##### RECORDS FOR THIS EXERCISE
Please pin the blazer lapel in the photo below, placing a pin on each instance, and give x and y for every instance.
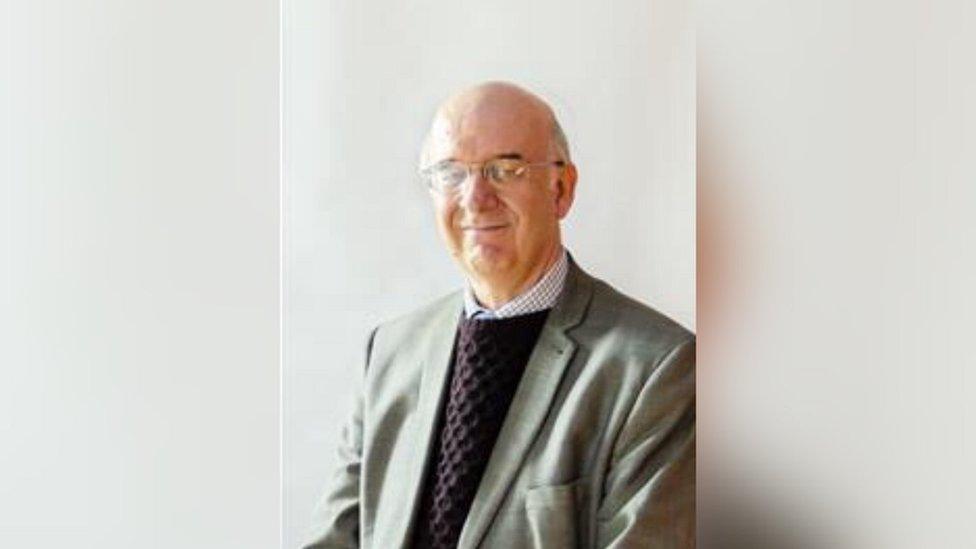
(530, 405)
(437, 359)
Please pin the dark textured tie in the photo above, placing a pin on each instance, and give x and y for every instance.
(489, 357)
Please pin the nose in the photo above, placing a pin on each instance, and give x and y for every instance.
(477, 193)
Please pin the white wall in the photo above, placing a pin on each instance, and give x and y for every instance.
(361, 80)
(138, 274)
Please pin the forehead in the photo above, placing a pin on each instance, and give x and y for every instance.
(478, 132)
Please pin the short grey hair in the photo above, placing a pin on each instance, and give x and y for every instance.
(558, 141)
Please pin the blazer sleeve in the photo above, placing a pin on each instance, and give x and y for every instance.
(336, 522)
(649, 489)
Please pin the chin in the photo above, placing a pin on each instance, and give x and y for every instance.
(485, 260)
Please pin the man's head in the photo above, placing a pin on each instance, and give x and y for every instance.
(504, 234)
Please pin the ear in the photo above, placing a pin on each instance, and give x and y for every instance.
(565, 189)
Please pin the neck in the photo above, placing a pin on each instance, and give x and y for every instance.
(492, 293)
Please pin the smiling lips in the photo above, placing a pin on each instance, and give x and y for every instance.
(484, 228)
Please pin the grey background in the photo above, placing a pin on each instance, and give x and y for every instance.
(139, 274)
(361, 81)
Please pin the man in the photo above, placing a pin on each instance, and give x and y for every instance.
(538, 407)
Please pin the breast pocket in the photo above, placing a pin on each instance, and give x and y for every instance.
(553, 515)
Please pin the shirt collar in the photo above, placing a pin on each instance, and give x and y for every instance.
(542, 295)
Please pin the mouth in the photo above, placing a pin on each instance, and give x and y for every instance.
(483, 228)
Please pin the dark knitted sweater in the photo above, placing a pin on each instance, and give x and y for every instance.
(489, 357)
##########
##### RECORDS FOR THIS EXERCISE
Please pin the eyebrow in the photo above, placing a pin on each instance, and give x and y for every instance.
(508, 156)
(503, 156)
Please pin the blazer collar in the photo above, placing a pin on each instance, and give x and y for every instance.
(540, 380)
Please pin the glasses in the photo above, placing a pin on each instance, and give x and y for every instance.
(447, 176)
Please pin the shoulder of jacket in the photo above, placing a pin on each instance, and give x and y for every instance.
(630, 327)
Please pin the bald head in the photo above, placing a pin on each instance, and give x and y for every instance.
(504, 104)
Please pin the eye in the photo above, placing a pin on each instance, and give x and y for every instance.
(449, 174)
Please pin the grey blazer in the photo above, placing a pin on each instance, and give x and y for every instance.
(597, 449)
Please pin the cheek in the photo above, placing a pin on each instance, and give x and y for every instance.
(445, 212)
##########
##### RECORDS FOR THIS EXERCISE
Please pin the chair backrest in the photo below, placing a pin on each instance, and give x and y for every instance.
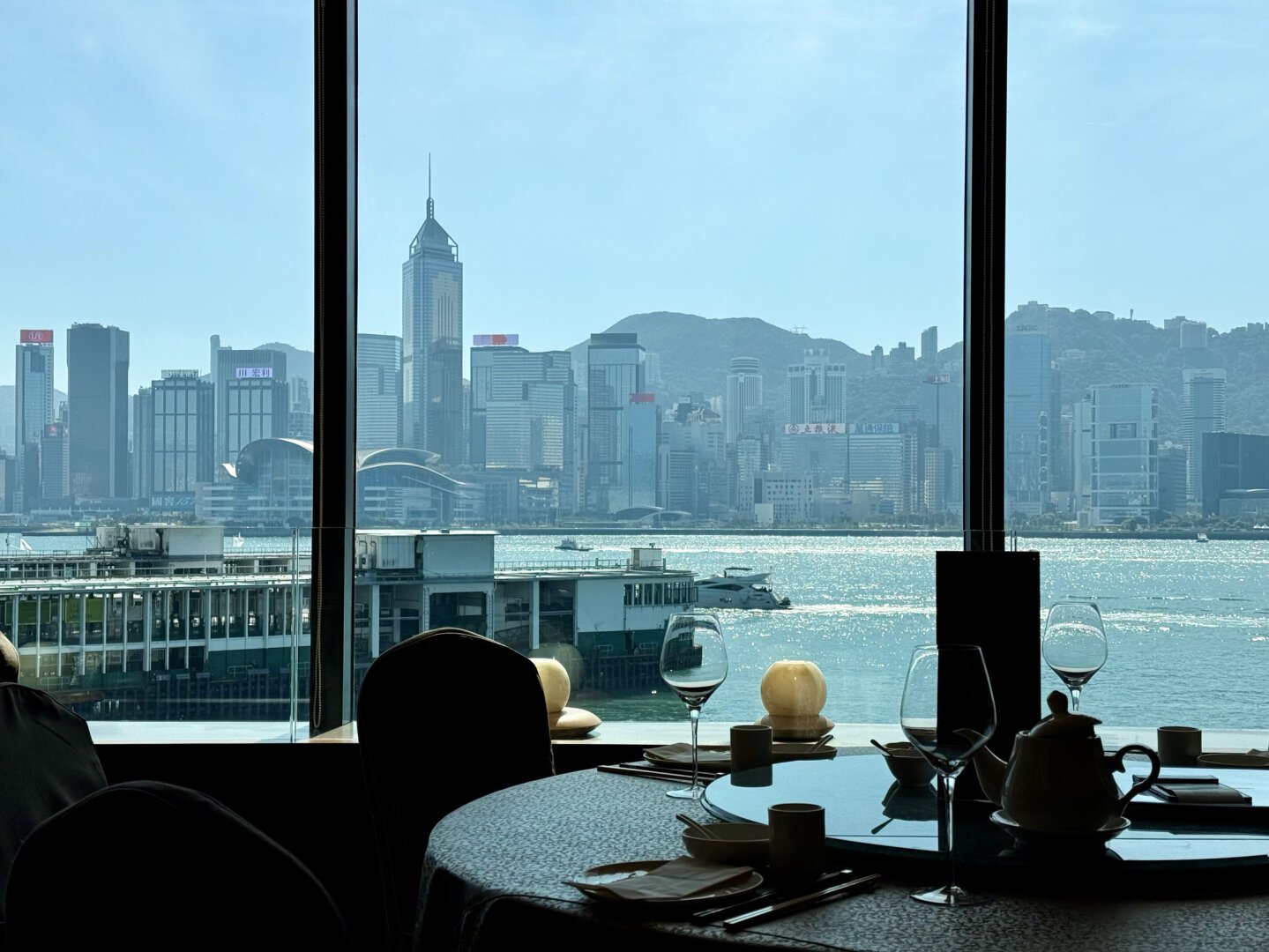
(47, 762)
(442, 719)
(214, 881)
##########
_YOUR GOAL_. Extract each line above that contains the word "collar", and reproduce every such line in full.

_COMPLETED EXERCISE_.
Please pin the shirt collar in the photo above, placing a pin on each instance, and give x and y for every instance.
Please pin the blazer collar in the photo above, placing a pin on each instance, and give x and y for every instance.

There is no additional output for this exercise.